# WORK REQUIRED:
Across the entries below, tally every line that holds the word "like". Give only the tally.

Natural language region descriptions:
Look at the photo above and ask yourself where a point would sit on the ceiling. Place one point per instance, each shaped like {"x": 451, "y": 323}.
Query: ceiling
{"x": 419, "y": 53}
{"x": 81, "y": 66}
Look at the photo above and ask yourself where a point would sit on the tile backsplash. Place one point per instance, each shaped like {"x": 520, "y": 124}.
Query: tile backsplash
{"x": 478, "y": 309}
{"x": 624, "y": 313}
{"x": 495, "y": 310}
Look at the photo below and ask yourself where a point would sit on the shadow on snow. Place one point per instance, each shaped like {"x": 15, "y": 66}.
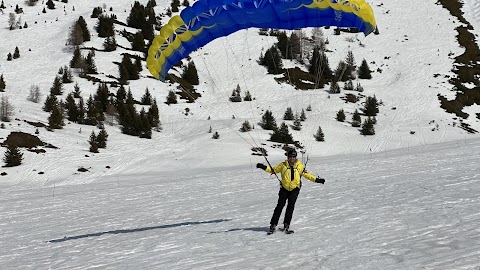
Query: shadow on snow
{"x": 135, "y": 230}
{"x": 255, "y": 229}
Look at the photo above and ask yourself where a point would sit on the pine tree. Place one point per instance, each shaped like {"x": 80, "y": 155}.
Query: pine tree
{"x": 356, "y": 119}
{"x": 294, "y": 47}
{"x": 57, "y": 87}
{"x": 319, "y": 136}
{"x": 101, "y": 97}
{"x": 272, "y": 61}
{"x": 319, "y": 67}
{"x": 127, "y": 69}
{"x": 303, "y": 116}
{"x": 146, "y": 98}
{"x": 235, "y": 97}
{"x": 55, "y": 120}
{"x": 50, "y": 101}
{"x": 105, "y": 26}
{"x": 2, "y": 84}
{"x": 16, "y": 53}
{"x": 72, "y": 110}
{"x": 364, "y": 71}
{"x": 171, "y": 98}
{"x": 190, "y": 74}
{"x": 81, "y": 111}
{"x": 371, "y": 106}
{"x": 282, "y": 43}
{"x": 93, "y": 143}
{"x": 341, "y": 115}
{"x": 110, "y": 44}
{"x": 334, "y": 88}
{"x": 351, "y": 66}
{"x": 348, "y": 85}
{"x": 35, "y": 94}
{"x": 76, "y": 91}
{"x": 154, "y": 117}
{"x": 268, "y": 121}
{"x": 102, "y": 138}
{"x": 341, "y": 73}
{"x": 83, "y": 26}
{"x": 282, "y": 135}
{"x": 145, "y": 129}
{"x": 77, "y": 59}
{"x": 359, "y": 87}
{"x": 91, "y": 68}
{"x": 138, "y": 42}
{"x": 248, "y": 96}
{"x": 367, "y": 127}
{"x": 13, "y": 156}
{"x": 67, "y": 76}
{"x": 245, "y": 126}
{"x": 288, "y": 114}
{"x": 6, "y": 109}
{"x": 136, "y": 18}
{"x": 297, "y": 123}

# EXERCISE RESULT:
4